练习说明: 把下列条目中的“water droplet”换成“dewdrop”，其余部分保持不变，重新写出全部条目。

▼

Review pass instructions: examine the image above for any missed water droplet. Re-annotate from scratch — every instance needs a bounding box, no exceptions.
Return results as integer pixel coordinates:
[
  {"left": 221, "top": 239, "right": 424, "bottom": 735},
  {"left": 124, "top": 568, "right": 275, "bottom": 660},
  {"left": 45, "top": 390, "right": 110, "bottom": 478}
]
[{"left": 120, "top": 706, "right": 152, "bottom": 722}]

▲

本题作答:
Review pass instructions: examine the image above for any missed dewdrop. Re-annotate from scratch — every instance needs a bounding box, no exceptions.
Return results as integer pixel coordinates:
[
  {"left": 221, "top": 239, "right": 424, "bottom": 735},
  {"left": 124, "top": 568, "right": 275, "bottom": 660},
  {"left": 45, "top": 390, "right": 110, "bottom": 478}
]
[{"left": 120, "top": 706, "right": 152, "bottom": 722}]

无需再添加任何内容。